» Problem to work on:
Everything from the line with "Could you point at the mustache" to the end of the data should be restated word for word, and nothing before it.

» Material for this task:
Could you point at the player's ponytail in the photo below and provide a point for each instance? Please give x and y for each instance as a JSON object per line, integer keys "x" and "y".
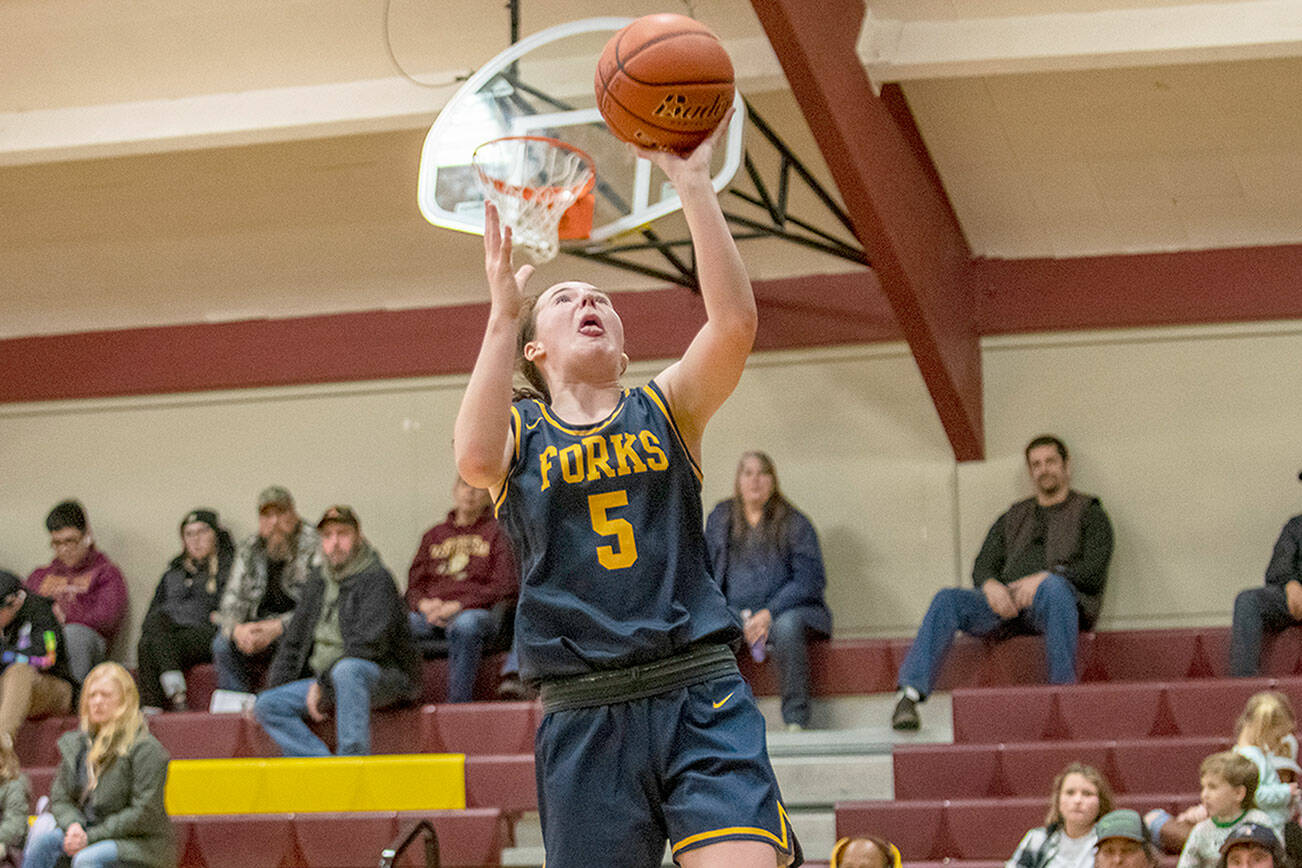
{"x": 525, "y": 333}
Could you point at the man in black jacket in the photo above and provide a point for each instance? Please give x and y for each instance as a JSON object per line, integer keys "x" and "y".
{"x": 346, "y": 650}
{"x": 1271, "y": 608}
{"x": 1040, "y": 570}
{"x": 35, "y": 679}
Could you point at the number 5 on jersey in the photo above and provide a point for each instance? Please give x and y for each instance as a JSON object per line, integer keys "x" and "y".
{"x": 625, "y": 551}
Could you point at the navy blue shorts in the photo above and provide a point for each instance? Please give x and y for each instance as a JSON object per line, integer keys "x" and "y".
{"x": 689, "y": 765}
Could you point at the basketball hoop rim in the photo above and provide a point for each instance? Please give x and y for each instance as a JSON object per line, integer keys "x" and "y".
{"x": 526, "y": 191}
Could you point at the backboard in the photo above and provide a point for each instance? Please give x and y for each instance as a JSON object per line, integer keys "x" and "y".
{"x": 543, "y": 86}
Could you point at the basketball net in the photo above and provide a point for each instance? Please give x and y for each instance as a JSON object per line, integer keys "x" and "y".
{"x": 533, "y": 181}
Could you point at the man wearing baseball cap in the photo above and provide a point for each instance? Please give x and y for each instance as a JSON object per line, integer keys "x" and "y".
{"x": 266, "y": 581}
{"x": 1122, "y": 841}
{"x": 1253, "y": 846}
{"x": 349, "y": 635}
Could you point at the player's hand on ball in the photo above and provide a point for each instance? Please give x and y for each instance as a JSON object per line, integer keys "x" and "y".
{"x": 676, "y": 165}
{"x": 505, "y": 286}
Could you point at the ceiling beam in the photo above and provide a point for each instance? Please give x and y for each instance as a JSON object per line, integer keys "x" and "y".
{"x": 1059, "y": 38}
{"x": 290, "y": 113}
{"x": 900, "y": 215}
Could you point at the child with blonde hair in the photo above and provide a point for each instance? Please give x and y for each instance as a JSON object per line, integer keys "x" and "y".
{"x": 1228, "y": 784}
{"x": 14, "y": 802}
{"x": 1263, "y": 730}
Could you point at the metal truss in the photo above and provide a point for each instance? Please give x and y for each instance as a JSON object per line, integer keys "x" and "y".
{"x": 762, "y": 212}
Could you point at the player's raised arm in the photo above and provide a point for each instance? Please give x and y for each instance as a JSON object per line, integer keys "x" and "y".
{"x": 482, "y": 440}
{"x": 705, "y": 376}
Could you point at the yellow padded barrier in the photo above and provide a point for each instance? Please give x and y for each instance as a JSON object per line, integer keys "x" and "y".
{"x": 313, "y": 785}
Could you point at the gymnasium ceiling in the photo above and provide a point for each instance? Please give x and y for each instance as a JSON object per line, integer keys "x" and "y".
{"x": 167, "y": 162}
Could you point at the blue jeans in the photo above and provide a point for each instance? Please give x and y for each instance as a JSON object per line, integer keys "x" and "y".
{"x": 237, "y": 670}
{"x": 1257, "y": 612}
{"x": 788, "y": 639}
{"x": 466, "y": 635}
{"x": 281, "y": 711}
{"x": 1052, "y": 613}
{"x": 43, "y": 851}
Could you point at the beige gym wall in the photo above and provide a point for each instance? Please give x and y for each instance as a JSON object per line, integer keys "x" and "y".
{"x": 1188, "y": 435}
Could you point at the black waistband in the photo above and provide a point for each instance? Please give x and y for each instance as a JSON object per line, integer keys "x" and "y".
{"x": 694, "y": 666}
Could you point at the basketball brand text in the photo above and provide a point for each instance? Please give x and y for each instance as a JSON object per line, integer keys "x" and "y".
{"x": 677, "y": 107}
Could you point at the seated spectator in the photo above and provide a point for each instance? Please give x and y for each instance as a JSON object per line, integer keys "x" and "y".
{"x": 35, "y": 681}
{"x": 350, "y": 635}
{"x": 1264, "y": 730}
{"x": 266, "y": 582}
{"x": 1271, "y": 608}
{"x": 87, "y": 588}
{"x": 865, "y": 851}
{"x": 1228, "y": 782}
{"x": 461, "y": 587}
{"x": 180, "y": 625}
{"x": 14, "y": 803}
{"x": 1066, "y": 840}
{"x": 1040, "y": 570}
{"x": 766, "y": 557}
{"x": 1124, "y": 841}
{"x": 1263, "y": 735}
{"x": 1253, "y": 846}
{"x": 107, "y": 795}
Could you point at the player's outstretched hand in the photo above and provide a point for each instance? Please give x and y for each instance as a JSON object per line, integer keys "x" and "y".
{"x": 677, "y": 165}
{"x": 505, "y": 286}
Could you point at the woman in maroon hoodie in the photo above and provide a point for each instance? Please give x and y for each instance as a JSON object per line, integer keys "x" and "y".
{"x": 461, "y": 583}
{"x": 86, "y": 588}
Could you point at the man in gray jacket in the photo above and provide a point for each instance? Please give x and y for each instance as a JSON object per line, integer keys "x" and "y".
{"x": 264, "y": 586}
{"x": 348, "y": 648}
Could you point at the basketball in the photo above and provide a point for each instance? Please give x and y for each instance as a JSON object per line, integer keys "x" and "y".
{"x": 664, "y": 82}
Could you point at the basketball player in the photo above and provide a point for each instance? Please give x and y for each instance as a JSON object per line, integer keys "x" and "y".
{"x": 649, "y": 730}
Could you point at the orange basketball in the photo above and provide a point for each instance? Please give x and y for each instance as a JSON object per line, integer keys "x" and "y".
{"x": 664, "y": 82}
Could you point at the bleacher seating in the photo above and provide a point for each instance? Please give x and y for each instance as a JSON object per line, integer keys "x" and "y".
{"x": 1150, "y": 707}
{"x": 1151, "y": 704}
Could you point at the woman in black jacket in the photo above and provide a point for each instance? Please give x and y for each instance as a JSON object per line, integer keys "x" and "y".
{"x": 179, "y": 629}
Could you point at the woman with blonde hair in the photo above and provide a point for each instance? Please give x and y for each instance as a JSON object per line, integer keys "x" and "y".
{"x": 1066, "y": 840}
{"x": 107, "y": 795}
{"x": 14, "y": 802}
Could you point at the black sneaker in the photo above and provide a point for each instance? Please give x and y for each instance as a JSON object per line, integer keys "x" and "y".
{"x": 514, "y": 690}
{"x": 905, "y": 717}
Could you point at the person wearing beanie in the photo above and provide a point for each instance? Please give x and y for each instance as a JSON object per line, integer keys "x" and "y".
{"x": 87, "y": 588}
{"x": 1251, "y": 845}
{"x": 267, "y": 578}
{"x": 349, "y": 635}
{"x": 35, "y": 678}
{"x": 462, "y": 587}
{"x": 180, "y": 625}
{"x": 1124, "y": 841}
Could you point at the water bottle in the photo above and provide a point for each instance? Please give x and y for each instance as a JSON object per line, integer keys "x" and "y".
{"x": 757, "y": 648}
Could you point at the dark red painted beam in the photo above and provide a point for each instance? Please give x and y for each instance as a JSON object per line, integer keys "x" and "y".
{"x": 900, "y": 214}
{"x": 811, "y": 311}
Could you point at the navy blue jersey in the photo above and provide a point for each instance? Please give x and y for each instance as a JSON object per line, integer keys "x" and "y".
{"x": 606, "y": 522}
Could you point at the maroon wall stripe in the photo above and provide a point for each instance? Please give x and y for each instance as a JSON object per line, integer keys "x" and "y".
{"x": 375, "y": 345}
{"x": 1229, "y": 285}
{"x": 822, "y": 310}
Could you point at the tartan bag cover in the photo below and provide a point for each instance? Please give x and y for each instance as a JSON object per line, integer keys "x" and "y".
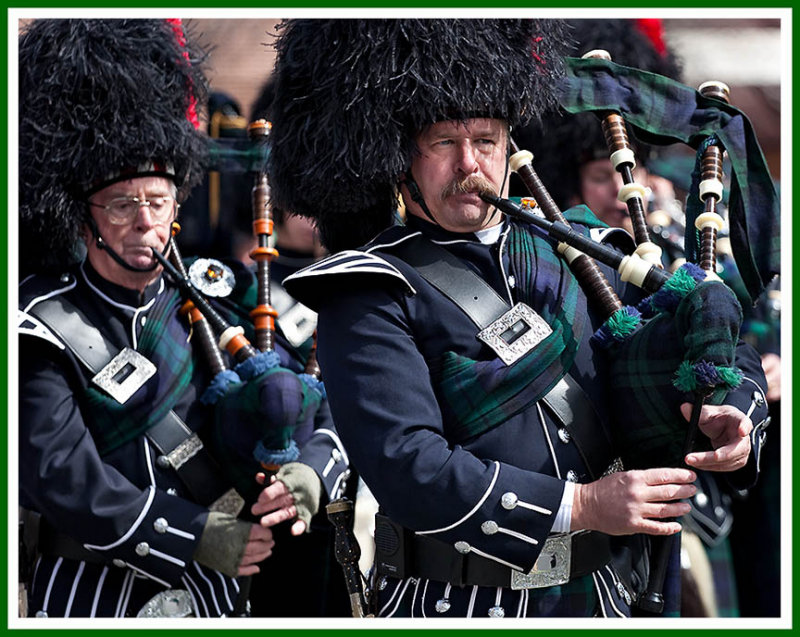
{"x": 163, "y": 342}
{"x": 663, "y": 111}
{"x": 684, "y": 346}
{"x": 476, "y": 396}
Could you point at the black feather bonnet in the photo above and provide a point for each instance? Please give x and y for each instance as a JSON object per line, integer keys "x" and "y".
{"x": 351, "y": 95}
{"x": 98, "y": 97}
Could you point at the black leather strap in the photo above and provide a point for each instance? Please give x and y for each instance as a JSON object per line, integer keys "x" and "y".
{"x": 570, "y": 405}
{"x": 566, "y": 401}
{"x": 449, "y": 275}
{"x": 429, "y": 558}
{"x": 199, "y": 474}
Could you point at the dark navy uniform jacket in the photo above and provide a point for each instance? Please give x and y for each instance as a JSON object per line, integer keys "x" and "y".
{"x": 137, "y": 518}
{"x": 381, "y": 328}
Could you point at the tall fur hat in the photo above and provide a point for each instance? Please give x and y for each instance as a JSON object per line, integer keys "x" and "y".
{"x": 98, "y": 98}
{"x": 350, "y": 95}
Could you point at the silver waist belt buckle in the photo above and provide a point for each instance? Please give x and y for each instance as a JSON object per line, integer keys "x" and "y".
{"x": 515, "y": 333}
{"x": 168, "y": 603}
{"x": 551, "y": 568}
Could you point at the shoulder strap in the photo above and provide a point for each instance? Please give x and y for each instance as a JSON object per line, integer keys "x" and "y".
{"x": 175, "y": 441}
{"x": 448, "y": 274}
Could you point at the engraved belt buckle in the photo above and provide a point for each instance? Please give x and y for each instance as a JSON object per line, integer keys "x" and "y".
{"x": 124, "y": 374}
{"x": 168, "y": 603}
{"x": 551, "y": 568}
{"x": 515, "y": 333}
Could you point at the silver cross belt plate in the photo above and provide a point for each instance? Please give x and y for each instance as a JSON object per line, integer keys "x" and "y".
{"x": 551, "y": 568}
{"x": 515, "y": 333}
{"x": 124, "y": 374}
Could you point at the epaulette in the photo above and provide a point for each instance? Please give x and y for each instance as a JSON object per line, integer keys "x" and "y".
{"x": 309, "y": 284}
{"x": 34, "y": 290}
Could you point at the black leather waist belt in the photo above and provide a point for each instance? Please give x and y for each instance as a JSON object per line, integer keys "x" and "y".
{"x": 401, "y": 553}
{"x": 53, "y": 543}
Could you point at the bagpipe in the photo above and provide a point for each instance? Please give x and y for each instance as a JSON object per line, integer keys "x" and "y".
{"x": 678, "y": 344}
{"x": 258, "y": 403}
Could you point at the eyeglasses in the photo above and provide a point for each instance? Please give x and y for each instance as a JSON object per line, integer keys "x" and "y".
{"x": 122, "y": 210}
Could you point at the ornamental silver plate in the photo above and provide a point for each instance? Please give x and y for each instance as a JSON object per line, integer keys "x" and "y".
{"x": 212, "y": 277}
{"x": 515, "y": 333}
{"x": 124, "y": 374}
{"x": 551, "y": 568}
{"x": 168, "y": 603}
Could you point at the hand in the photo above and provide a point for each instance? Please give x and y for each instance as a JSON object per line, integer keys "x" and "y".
{"x": 277, "y": 501}
{"x": 633, "y": 502}
{"x": 258, "y": 548}
{"x": 771, "y": 363}
{"x": 729, "y": 430}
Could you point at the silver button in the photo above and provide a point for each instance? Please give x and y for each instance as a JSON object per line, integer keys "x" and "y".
{"x": 463, "y": 547}
{"x": 489, "y": 527}
{"x": 623, "y": 593}
{"x": 509, "y": 500}
{"x": 160, "y": 525}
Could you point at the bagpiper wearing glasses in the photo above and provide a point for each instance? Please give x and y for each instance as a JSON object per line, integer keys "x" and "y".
{"x": 117, "y": 462}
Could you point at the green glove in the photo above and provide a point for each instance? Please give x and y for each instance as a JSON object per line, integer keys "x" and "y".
{"x": 222, "y": 543}
{"x": 306, "y": 489}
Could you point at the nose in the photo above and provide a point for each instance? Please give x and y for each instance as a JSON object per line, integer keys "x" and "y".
{"x": 144, "y": 217}
{"x": 467, "y": 159}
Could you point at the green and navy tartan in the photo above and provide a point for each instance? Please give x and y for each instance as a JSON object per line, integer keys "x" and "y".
{"x": 162, "y": 342}
{"x": 476, "y": 396}
{"x": 663, "y": 111}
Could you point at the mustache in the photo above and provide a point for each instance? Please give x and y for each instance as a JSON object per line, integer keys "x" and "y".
{"x": 472, "y": 183}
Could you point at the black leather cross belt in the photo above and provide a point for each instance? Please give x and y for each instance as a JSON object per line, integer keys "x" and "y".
{"x": 401, "y": 553}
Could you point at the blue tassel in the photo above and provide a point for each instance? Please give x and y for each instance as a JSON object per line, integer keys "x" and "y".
{"x": 258, "y": 364}
{"x": 219, "y": 386}
{"x": 276, "y": 456}
{"x": 314, "y": 383}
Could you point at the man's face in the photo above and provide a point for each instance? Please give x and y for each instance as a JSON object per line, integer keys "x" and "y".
{"x": 131, "y": 240}
{"x": 456, "y": 161}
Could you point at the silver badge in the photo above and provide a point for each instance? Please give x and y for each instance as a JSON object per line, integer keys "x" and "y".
{"x": 212, "y": 277}
{"x": 124, "y": 374}
{"x": 552, "y": 567}
{"x": 168, "y": 603}
{"x": 515, "y": 333}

» Task result:
Could you point at the mustache in the photo above and provide a point for each instance? Please give x and y for each instance as a JSON object per line, integer keys "x" and "y".
{"x": 472, "y": 183}
Could you point at the black leather cross belt in the photo above and provide a point for each instance? Please give x and y for each instance as a JSON object per line, integer keys "x" and "y".
{"x": 401, "y": 553}
Could you point at the blue tassel in the photo above and provide a point for each instance? Please give x and y for each instance as a JSON object per line, integer keys "x" and "y".
{"x": 258, "y": 364}
{"x": 219, "y": 386}
{"x": 276, "y": 456}
{"x": 314, "y": 383}
Could you point at the man's face in the photo above and provide a point for each instance? Please give x and y for each instance as a JSON object per line, integer keys "x" and "y".
{"x": 131, "y": 240}
{"x": 456, "y": 161}
Could you point at the silver badge in the photo above and provide a point for each instance? Please give x and y for each instance as a JSON object per line, integer keys "x" and "y".
{"x": 212, "y": 277}
{"x": 124, "y": 374}
{"x": 552, "y": 567}
{"x": 168, "y": 603}
{"x": 515, "y": 333}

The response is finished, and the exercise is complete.